++++ Extracted records ++++

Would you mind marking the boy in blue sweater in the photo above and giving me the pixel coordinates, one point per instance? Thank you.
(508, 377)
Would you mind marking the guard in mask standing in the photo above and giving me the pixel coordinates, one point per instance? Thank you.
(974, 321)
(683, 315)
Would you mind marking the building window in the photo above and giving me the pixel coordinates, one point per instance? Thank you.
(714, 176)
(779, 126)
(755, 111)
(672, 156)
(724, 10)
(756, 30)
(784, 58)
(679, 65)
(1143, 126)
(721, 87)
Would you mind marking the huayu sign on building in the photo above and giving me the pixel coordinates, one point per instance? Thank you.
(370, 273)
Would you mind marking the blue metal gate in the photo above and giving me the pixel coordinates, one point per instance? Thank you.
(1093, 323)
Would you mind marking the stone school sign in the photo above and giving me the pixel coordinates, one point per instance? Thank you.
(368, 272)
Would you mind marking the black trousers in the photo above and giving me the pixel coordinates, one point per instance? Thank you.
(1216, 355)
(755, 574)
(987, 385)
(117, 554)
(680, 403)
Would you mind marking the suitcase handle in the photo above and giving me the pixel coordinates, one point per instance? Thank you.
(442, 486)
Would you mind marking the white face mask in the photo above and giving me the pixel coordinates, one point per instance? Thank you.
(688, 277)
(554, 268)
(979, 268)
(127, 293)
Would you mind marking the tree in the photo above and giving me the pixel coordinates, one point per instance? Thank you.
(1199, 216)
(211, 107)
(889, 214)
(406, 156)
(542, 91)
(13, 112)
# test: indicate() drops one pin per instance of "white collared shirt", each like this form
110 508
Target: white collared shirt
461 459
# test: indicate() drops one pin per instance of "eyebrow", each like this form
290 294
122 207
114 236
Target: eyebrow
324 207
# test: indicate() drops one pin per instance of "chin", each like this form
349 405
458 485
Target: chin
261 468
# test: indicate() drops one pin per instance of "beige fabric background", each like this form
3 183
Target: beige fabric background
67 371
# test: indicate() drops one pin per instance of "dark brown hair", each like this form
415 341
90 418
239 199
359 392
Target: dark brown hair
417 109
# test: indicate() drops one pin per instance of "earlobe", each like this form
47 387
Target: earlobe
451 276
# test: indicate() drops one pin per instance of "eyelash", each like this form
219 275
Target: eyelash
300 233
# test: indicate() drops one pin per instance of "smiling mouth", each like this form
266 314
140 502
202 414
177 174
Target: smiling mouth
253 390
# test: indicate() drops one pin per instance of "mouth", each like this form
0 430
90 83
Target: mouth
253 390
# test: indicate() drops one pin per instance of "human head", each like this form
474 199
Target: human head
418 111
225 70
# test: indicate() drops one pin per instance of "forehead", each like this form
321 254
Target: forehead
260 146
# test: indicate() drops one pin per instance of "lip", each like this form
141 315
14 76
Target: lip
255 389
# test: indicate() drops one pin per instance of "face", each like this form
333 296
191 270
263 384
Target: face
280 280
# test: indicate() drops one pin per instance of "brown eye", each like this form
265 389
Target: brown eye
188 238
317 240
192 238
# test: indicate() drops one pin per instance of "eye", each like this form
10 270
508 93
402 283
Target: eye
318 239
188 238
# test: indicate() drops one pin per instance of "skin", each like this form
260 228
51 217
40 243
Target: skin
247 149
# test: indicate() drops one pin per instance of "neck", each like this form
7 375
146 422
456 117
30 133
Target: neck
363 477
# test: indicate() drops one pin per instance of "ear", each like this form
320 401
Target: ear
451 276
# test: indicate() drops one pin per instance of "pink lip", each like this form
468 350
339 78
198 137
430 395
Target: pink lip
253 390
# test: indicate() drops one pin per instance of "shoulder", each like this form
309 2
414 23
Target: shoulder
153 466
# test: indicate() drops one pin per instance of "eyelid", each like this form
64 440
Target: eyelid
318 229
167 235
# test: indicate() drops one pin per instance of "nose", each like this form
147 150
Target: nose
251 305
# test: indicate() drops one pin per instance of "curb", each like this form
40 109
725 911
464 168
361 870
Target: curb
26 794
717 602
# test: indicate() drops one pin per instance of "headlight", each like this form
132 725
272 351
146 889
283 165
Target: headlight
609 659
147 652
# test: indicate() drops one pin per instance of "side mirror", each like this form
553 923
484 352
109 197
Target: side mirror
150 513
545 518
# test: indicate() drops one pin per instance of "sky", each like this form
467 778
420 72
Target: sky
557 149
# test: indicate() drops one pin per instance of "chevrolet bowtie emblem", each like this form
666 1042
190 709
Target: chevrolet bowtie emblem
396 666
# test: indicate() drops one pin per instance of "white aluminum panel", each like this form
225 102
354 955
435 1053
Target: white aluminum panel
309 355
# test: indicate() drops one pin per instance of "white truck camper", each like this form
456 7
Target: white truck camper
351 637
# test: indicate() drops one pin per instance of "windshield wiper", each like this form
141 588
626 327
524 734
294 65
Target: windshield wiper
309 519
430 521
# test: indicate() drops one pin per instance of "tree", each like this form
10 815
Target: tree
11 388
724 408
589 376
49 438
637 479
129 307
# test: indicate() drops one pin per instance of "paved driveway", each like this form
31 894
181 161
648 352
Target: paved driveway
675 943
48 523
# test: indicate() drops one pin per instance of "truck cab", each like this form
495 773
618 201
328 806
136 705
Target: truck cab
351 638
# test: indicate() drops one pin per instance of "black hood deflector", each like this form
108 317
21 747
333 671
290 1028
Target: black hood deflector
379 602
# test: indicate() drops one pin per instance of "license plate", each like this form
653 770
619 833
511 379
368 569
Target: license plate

++++

> What you have to do: Write every record out again, unaltered.

> Task response:
Would you mind marking the boy in blue sweater in the photo above and giving me the pixel coordinates, one point per instance? Thank you.
(508, 377)
Would you mind marking the guard in mask standing in the photo above and giving me the pixel coordinates, one point per instance? Thank you.
(974, 321)
(683, 315)
Would you mind marking the building window in the photo above and giving me the pixel coordinates, one point per instance? Thank you.
(714, 176)
(779, 126)
(755, 111)
(672, 156)
(724, 10)
(756, 30)
(784, 58)
(679, 65)
(1143, 126)
(721, 87)
Would you mind marking the huayu sign on building in the photo above and giving me the pixel coordinates, one point per instance? Thank you.
(370, 273)
Would you mind marking the blue metal gate in the photo above and giving me the pixel coordinates, one point per instance? Thank you.
(1093, 323)
Would you mind marking the stone school sign in the photo above and giving me the pixel coordinates, one point per instance? Thank you.
(368, 272)
Would you mind marking the black trousers in the photo above and giving me the pixel coordinates, one point per instance? Thank you.
(1216, 355)
(755, 574)
(987, 385)
(117, 554)
(680, 403)
Would you mind marking the suitcase handle in the photo above and giving me the pixel coordinates, one point per instance? Thank you.
(442, 486)
Would you mind marking the white face mask in the photo above and giving me the pixel coordinates, one point per instance? Thank you.
(688, 277)
(554, 268)
(979, 268)
(127, 293)
Would you mind marking the tree in the photo above and giving me the pixel coordinates, one point per instance? Thank you.
(1199, 216)
(211, 107)
(889, 214)
(406, 156)
(542, 91)
(13, 112)
# test: indicate() drops one pin per instance of "white collared shirt", each like this form
110 508
Target: white collared shirt
461 459
# test: indicate() drops one pin per instance of "eyebrow", each like this form
290 294
122 207
114 236
Target: eyebrow
324 207
# test: indicate() drops one pin per instance of "chin", each like this form
349 405
458 485
Target: chin
261 468
# test: indicate() drops one pin per instance of "beige fabric background", each like this form
3 183
Target: beige fabric background
67 371
# test: indicate() drops one pin per instance of "dark brown hair", each like this form
415 341
90 418
239 199
359 392
Target: dark brown hair
417 109
# test: indicate() drops one pin per instance of "earlobe", each like this form
47 387
Target: earlobe
451 276
# test: indicate() drops one pin per instance of "eyelash", each like this form
219 275
Target: eyelash
300 233
# test: indicate() drops one pin per instance of "smiling mouth", each like this form
266 314
140 502
202 414
177 174
Target: smiling mouth
253 390
# test: indicate() drops one pin per instance of "mouth", each like this form
0 430
90 83
Target: mouth
253 390
# test: indicate() drops one pin per instance of "human head", each like this form
474 199
Target: human head
418 111
225 70
# test: indicate() drops one pin per instance of "forehead", each like this form
321 254
Target: forehead
260 146
# test: indicate() drops one pin per instance of "lip", each like this form
141 315
14 76
Target: lip
255 389
# test: indicate() drops one pin per instance of "face", each like this form
333 296
191 270
263 384
Target: face
280 280
# test: indicate() drops one pin per instance of "brown eye", each like this form
265 389
Target: brown eye
188 238
317 240
192 238
# test: indicate() drops one pin per instance of "eye", each like this form
10 270
508 93
402 283
Target: eye
318 239
188 238
# test: indicate() drops one pin per instance of "skin", each like this form
260 228
51 217
40 243
Target: skin
247 149
# test: indicate() drops one pin per instance of "neck", each like this form
7 375
146 422
456 117
30 133
Target: neck
363 477
# test: indicate() drops one pin per instance of "ear", each like this form
320 401
Target: ear
451 276
# test: indicate() drops one pin per instance of "pink lip", each like this form
468 350
339 78
198 137
430 395
Target: pink lip
253 390
# test: indicate() drops one pin per instance of "shoulder", each like this form
309 2
414 23
Target: shoulder
153 466
# test: indicate() drops one pin per instance of "eyelid", each like this form
64 440
Target: eyelid
318 229
167 235
# test: indicate() drops one pin per instance of "nose", each like this form
147 150
Target: nose
251 305
# test: indicate() drops one pin per instance of "curb", each like this form
40 109
725 911
464 168
361 870
Target: curb
26 794
717 602
# test: indicate() drops one pin per instance of "headlight", each like this form
132 725
272 351
146 889
283 165
Target: headlight
609 659
147 652
# test: indicate() drops one pin per instance of "side mirror", each like this form
553 923
484 352
109 197
Target: side mirror
150 513
545 518
# test: indicate() drops one pin per instance of "sky", each like this form
467 778
420 72
Target: sky
557 149
# test: indicate() drops one pin per instance of "chevrolet bowtie emblem", each like this form
666 1042
190 709
Target: chevrolet bowtie emblem
396 666
# test: indicate() drops one pin per instance of "white aluminum panel", each like this form
225 102
354 955
435 1053
Target: white aluminum panel
309 355
# test: indicate() drops one pin per instance of "white truck camper", each like this form
456 7
Target: white truck camper
351 637
# test: indicate() drops one pin per instance of "windshield wiper", each like this form
141 588
626 327
524 734
294 65
Target: windshield wiper
309 519
430 521
# test: indicate() drops one pin per instance of "tree", each like this form
10 815
Target: tree
11 388
724 408
589 376
49 438
637 479
129 307
# test: indicate() drops one pin per instance of "paved driveway", each like this form
31 894
181 161
648 352
Target: paved driveway
675 943
48 523
# test: indicate() drops one pin per instance of "truck cab", each like this form
495 773
618 201
328 806
136 705
Target: truck cab
351 638
# test: indicate() drops one pin per instance of "black hood deflector", each like this form
108 317
21 747
333 671
290 1028
Target: black hood deflector
379 602
# test: indicate() drops one pin per instance of "license plate", each like this form
653 770
619 833
511 379
368 569
Target: license plate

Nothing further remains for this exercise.